--- START ---

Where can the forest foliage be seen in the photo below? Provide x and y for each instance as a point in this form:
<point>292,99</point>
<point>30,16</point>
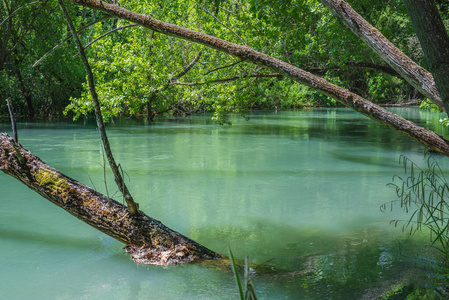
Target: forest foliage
<point>139,72</point>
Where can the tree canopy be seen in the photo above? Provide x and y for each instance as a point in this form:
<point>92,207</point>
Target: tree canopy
<point>135,67</point>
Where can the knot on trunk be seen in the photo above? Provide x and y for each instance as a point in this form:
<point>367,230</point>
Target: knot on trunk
<point>161,255</point>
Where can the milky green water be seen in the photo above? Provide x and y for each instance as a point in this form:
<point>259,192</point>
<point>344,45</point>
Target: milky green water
<point>300,190</point>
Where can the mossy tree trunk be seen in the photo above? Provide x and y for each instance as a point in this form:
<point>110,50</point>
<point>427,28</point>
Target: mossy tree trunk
<point>434,41</point>
<point>146,239</point>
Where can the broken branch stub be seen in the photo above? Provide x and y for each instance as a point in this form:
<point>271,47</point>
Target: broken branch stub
<point>147,240</point>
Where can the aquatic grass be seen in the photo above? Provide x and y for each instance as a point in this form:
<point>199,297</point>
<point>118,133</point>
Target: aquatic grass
<point>248,293</point>
<point>424,192</point>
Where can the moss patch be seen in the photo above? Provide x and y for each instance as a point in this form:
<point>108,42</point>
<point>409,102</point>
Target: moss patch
<point>53,181</point>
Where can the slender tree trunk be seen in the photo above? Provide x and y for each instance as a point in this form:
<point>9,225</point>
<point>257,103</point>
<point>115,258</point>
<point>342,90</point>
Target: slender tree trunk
<point>427,137</point>
<point>25,93</point>
<point>132,205</point>
<point>147,240</point>
<point>414,74</point>
<point>434,41</point>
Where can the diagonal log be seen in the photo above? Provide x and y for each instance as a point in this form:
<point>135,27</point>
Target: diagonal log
<point>426,137</point>
<point>146,239</point>
<point>417,76</point>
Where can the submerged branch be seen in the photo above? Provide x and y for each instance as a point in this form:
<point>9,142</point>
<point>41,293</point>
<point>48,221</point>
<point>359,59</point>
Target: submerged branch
<point>132,205</point>
<point>230,79</point>
<point>147,239</point>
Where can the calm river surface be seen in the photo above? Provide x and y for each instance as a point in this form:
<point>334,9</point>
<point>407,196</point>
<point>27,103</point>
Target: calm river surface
<point>299,190</point>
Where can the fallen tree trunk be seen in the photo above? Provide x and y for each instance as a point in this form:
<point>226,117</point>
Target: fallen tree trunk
<point>147,240</point>
<point>427,137</point>
<point>417,76</point>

--- END ---

▸ **WHAT TO DO**: Render every line of the entries above as a JSON list of strings, one string per line, leaving out blank lines and the pictures.

▸ **EXPECTED ANSWER**:
[
  "Where can the forest foliage be seen in the photo below? Provide x and y for each instance as a point in this form:",
  "<point>292,99</point>",
  "<point>30,16</point>",
  "Target: forest foliage",
  "<point>139,72</point>",
  "Where can the tree canopy be seen in the photo above? Provide x and y for each instance as a point in this form:",
  "<point>92,207</point>",
  "Target: tree canopy",
  "<point>135,67</point>",
  "Where can the knot on trunk be seen in the photo above? Provide x and y for each instance as a point in this form:",
  "<point>367,230</point>",
  "Target: knot on trunk",
  "<point>161,255</point>",
  "Where can the milky green water be seen in the photo above? Provide x and y for each instance as a point in this form:",
  "<point>259,192</point>",
  "<point>344,45</point>",
  "Target: milky green water",
  "<point>300,190</point>",
  "Where can the mossy tree trunk be seen in the photo above? Provide x and y for each instance as a point in this form:",
  "<point>110,50</point>",
  "<point>427,28</point>",
  "Target: mossy tree trunk",
  "<point>434,41</point>",
  "<point>146,239</point>",
  "Where can the broken branch stub be seen in the photo above? Provide x and y for each instance as a point in this form:",
  "<point>271,47</point>",
  "Target: broken branch stub",
  "<point>147,240</point>",
  "Where can the aquatic grass be seen in the photo above? Provide x and y for each instance as a point in this form:",
  "<point>199,297</point>",
  "<point>118,133</point>",
  "Target: aquatic grass",
  "<point>248,293</point>",
  "<point>424,192</point>",
  "Where can the moss patch be seen in the photo above? Provide x and y for each instance as a point in this form:",
  "<point>108,42</point>",
  "<point>409,102</point>",
  "Target: moss patch",
  "<point>53,181</point>",
  "Where can the slender tree trunk be seen in the photo above? Provide x and y for each instance as a point in this form:",
  "<point>9,225</point>",
  "<point>257,103</point>",
  "<point>115,258</point>",
  "<point>342,90</point>",
  "Target: slender tree trunk",
  "<point>427,137</point>",
  "<point>25,93</point>",
  "<point>132,205</point>",
  "<point>147,240</point>",
  "<point>414,74</point>",
  "<point>434,41</point>",
  "Where can the diagonal log be seen in the photo above? Provide x and y for each instance as a point in this form:",
  "<point>135,27</point>",
  "Target: diagonal log",
  "<point>426,137</point>",
  "<point>146,239</point>",
  "<point>417,76</point>",
  "Where can the submerged branch be seen in the photo above? Provide x and y for each instance as a point in this form:",
  "<point>9,142</point>",
  "<point>41,293</point>",
  "<point>48,221</point>",
  "<point>359,59</point>",
  "Target: submerged branch",
  "<point>132,205</point>",
  "<point>230,79</point>",
  "<point>147,239</point>",
  "Where can the calm river surface be seen in the photo above? Provide x and y for each instance as a point in this form:",
  "<point>334,9</point>",
  "<point>407,196</point>",
  "<point>27,103</point>",
  "Target: calm river surface",
  "<point>299,190</point>",
  "Where can the fallen tree trunk be seen in the photo above? Provide x and y for each instance as a point in this form:",
  "<point>226,117</point>",
  "Target: fallen tree trunk",
  "<point>147,240</point>",
  "<point>427,137</point>",
  "<point>417,76</point>"
]